- _Challenge 1_
In the storage-engine passage, why is the LSM tree's write-ahead log permanently off? Answer in one to three sentences.
- _Challenge 2_
According to the storage-engine passage, how often does the garbage-collection pass run, and where does it run?
- _Challenge 3_
Write the next part of the storage-engine passage, picking up after its final line.

The LSM tree's write-ahead log is permanently off and not configurable: a WAL flush is not gated by the seal barrier and could persist a FrameLoc to a segment that was never uploaded.
Flushes are triggered by:
- Client
fsync, NFS COMMIT, NBD flush - The periodic flush every
flush_interval_secs(default 30 s) - Every commit batch when
sync_writes = true - Each segment garbage-collection pass
- Shutdown
Between flushes, up to 256 MiB of committed writes exist only in the open RAM buffer, plus up to 4 × 256 MiB in sealing buffers. Under replication, the standby also holds these writes: a frame still in leader RAM ships with the replicated operation, and a promoted standby rebuilds any missing segment objects at takeover. See Durability & Consistency for the guarantee model.
Read Path
A point read looks up the extent key, decodes the FrameLoc, and checks the open buffer and sealing map first (read-your-writes without a network round trip). On a miss it issues one ranged GET of exactly the frame's byte span, then decrypts and decompresses. Frames are self-describing; the segment directory is never consulted on reads.
Multi-extent reads scan the extent keyspace and coalesce every maximal run that is contiguous in one segment — same segment, consecutive frame indices, adjacent byte ranges — into a single ranged GET. Missing extents are holes and return zeros. Segment packing re-sorts a file's live extents by (inode, extent index), so a whole-file read of a packed file can be one GET.
Two prefetch layers apply:
- Logical read-ahead: after 2 consecutive sequential reads, an 8 MiB window of upcoming extents is prefetched, up to 16 fetches in parallel. It fires only when the window crosses into a different segment object; within one segment the physical layer covers it.
- Physical prefetch: objects are cached in 128 KiB parts; a sequential stream's fetch window ramps from 128 KiB to 8 MiB, kept up to 4 windows deep. Concurrent misses on the same window share one GET.
The parts cache stores raw object bytes: extent data is compressed and encrypted on the local cache disk. Just-sealed segments are inserted into the parts cache from the bytes in hand, so a read after write is served locally. Cache sizing is documented on the Caching page.
Space Reclamation
The metadata LSM tracks live bytes per segment. Transactions carry signed deltas; the single-writer commit worker folds them into absolute counters. Overwriting or deleting an extent debits the segment that held its old frame.
A garbage-collection pass runs every 60 s on the writer:
- Seal and flush under the barrier, so the durable view matches memory.

- _Records_

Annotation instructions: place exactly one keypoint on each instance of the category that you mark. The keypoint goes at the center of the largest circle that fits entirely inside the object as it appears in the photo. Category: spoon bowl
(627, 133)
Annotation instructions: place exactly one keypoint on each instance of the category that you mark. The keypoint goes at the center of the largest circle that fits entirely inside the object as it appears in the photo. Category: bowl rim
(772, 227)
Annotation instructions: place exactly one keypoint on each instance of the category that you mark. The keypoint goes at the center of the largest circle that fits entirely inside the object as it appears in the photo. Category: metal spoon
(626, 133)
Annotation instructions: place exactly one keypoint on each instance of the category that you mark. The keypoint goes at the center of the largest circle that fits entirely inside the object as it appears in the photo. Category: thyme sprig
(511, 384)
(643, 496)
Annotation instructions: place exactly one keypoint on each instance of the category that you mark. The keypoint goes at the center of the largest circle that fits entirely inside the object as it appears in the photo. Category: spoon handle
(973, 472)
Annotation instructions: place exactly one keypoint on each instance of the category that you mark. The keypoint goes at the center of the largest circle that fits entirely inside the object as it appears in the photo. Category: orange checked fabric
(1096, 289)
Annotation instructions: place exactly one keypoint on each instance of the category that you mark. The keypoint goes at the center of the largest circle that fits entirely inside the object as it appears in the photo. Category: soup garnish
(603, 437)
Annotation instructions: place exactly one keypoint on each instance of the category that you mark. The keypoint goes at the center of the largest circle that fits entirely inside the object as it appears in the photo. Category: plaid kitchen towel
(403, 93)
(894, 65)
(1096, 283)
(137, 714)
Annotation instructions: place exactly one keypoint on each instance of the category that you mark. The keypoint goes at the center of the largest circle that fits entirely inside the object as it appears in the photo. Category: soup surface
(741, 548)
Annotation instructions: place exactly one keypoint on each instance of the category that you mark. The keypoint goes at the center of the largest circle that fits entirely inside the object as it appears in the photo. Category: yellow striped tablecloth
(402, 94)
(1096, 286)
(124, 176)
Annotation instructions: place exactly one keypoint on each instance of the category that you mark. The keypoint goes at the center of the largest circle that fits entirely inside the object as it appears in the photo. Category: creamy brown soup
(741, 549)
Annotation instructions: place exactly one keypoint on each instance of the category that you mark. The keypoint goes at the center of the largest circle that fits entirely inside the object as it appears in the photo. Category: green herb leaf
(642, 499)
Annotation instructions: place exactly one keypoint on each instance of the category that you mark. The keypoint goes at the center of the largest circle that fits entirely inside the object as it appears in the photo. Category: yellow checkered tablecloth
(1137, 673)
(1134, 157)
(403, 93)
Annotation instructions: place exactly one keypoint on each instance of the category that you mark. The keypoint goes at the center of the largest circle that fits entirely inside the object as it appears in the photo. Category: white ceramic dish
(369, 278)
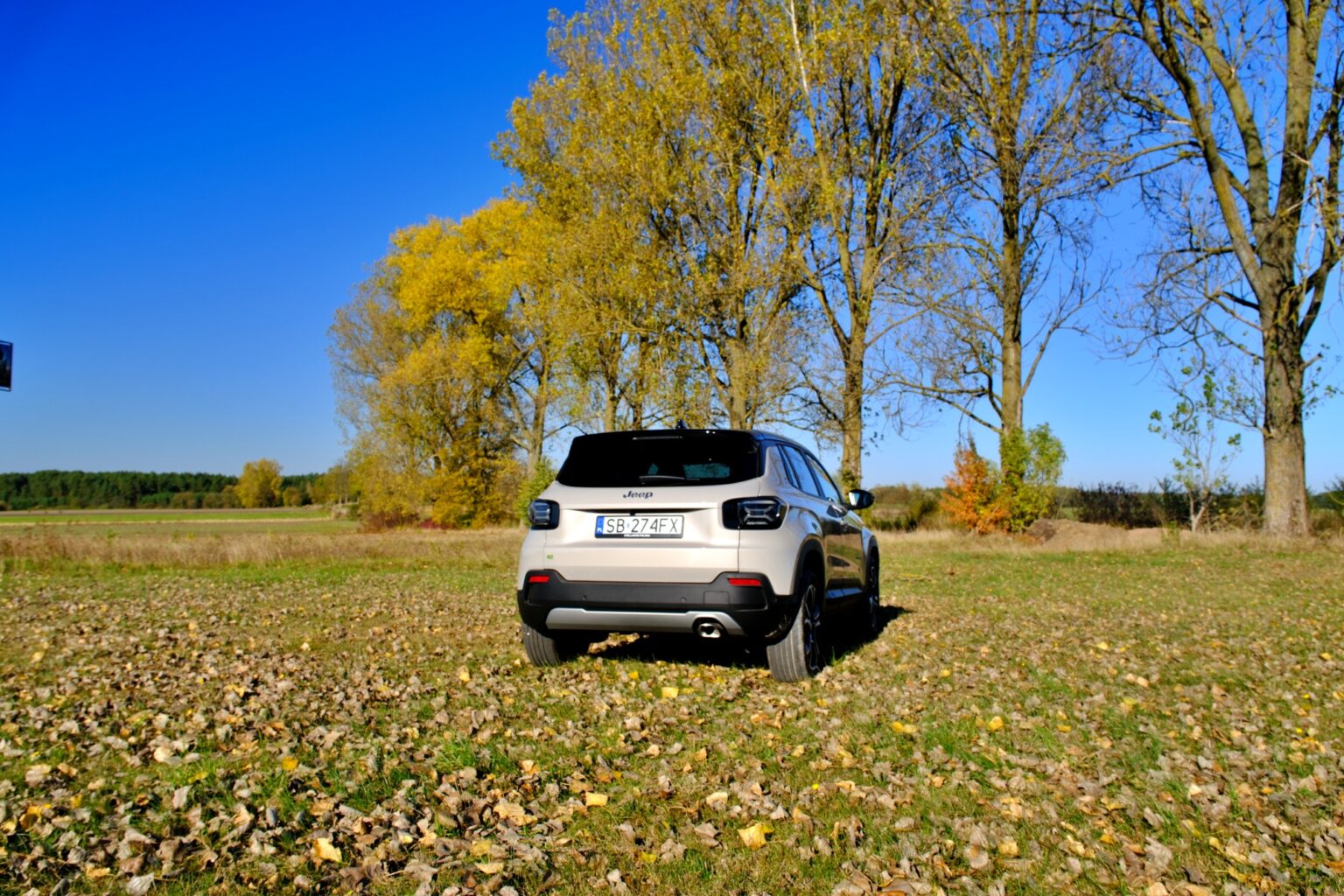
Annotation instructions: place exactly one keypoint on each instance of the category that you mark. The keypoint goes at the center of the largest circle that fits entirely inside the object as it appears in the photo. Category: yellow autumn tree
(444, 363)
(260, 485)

==

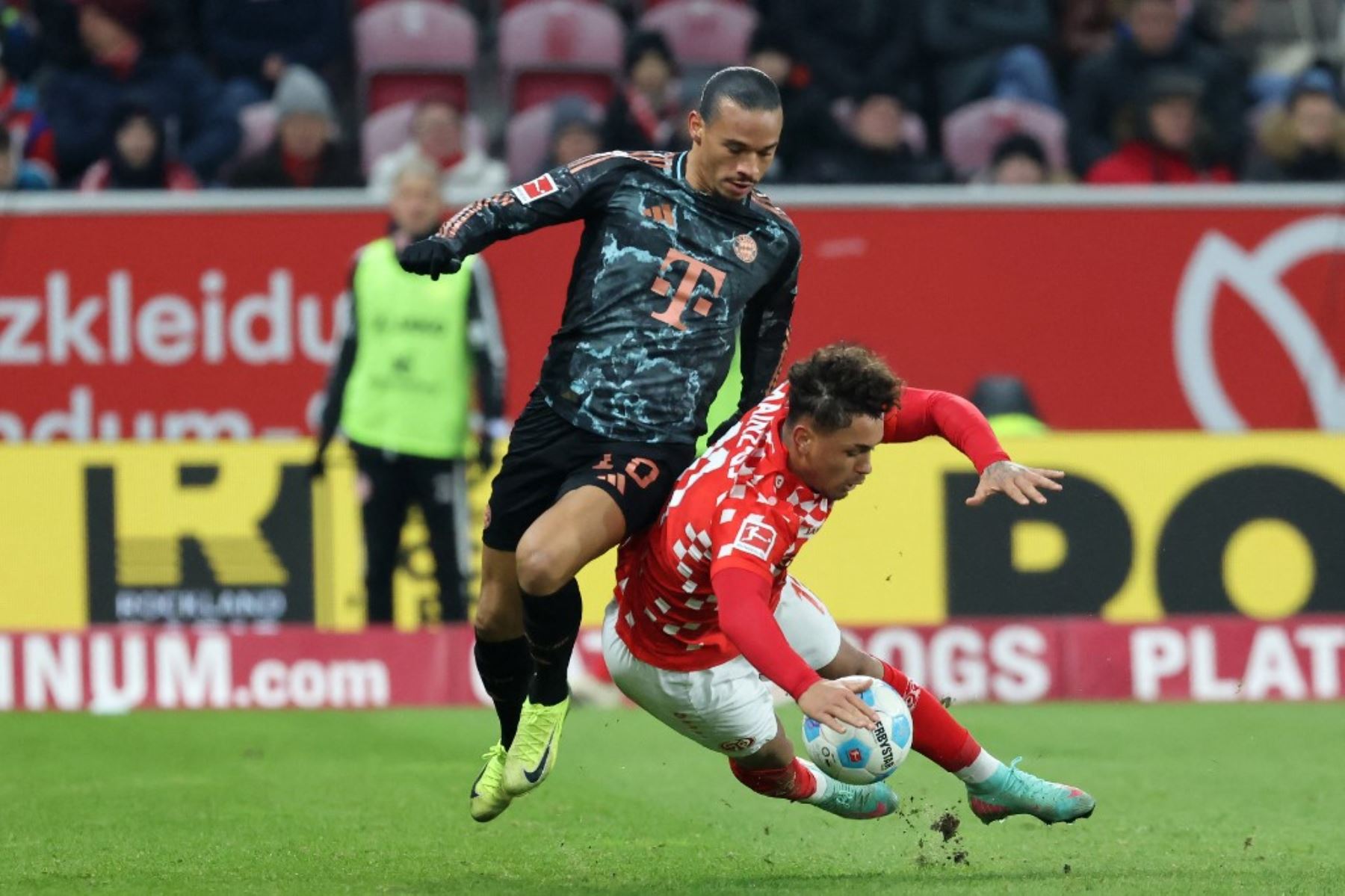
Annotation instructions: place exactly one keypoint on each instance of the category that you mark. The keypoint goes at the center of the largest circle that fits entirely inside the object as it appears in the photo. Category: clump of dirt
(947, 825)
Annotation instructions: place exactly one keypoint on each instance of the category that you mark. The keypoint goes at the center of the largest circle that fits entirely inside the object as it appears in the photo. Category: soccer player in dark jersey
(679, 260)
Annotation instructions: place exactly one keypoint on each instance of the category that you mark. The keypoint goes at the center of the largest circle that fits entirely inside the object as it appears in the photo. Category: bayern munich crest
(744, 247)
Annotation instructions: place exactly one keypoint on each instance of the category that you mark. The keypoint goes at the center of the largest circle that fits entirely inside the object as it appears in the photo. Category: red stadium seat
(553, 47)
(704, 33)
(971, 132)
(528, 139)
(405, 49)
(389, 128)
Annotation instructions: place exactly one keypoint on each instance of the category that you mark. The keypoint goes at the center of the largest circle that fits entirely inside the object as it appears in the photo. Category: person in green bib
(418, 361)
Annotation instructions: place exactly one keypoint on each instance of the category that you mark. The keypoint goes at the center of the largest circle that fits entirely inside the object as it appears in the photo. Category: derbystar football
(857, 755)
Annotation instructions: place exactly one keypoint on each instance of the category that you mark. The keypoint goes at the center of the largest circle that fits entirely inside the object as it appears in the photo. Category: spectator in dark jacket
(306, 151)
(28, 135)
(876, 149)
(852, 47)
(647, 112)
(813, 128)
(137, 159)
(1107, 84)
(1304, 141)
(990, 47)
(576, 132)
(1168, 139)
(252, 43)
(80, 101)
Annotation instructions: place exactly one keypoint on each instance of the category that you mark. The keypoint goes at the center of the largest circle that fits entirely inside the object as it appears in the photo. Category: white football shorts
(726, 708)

- _Final result 1_
A WAL flush is not gated by the seal barrier. It could therefore persist a FrameLoc that points to a segment that was never uploaded.

- _Final result 2_
It runs every 60 seconds on the writer.

- _Final result 3_
- Scan the per-segment counters — O(number of segments), not extents — and the streamed
segments/listing. - Delete dead segments: a segment with zero live bytes gets a delete horizon on first sight (at least 60 s in the future, extended 30 s past any ephemeral checkpoint expiry) and is deleted on a later pass, at most 1024 per pass. Every delete is gated by a fail-closed verification that re-reads the segment directory and confirms no extent still points at it; any error skips the delete (a leak, never data loss). Persistent checkpoints protect the segments they can reference.
- Pack fragmented segments: segments under 50% live or smaller than 1 MiB are repacked into fresh segments targeting 256 MiB, at most 64 sources and 256 MiB per round. Live frames are fetched via coalesced ranged GETs, re-sorted by (inode, extent index) for physical contiguity, sealed durably, then repointed with a conditional swap under the per-inode lock. Drained sources are not deleted in the same pass — they become dead and are removed later, so in-flight reads stay valid. Dense full-size segments are never rewritten.
Directory reads during GC are two ranged GETs — the 64-byte footer suffix, then the directory span — never the whole object.
File data no longer rides LSM compaction. The embedded compactor still runs in zerofs run, but rewrites only metadata SSTs. Deleted-file extent pointers are removed by the tombstone sweep described on the Garbage Collection page; the segment bytes are then reclaimed by the pass above.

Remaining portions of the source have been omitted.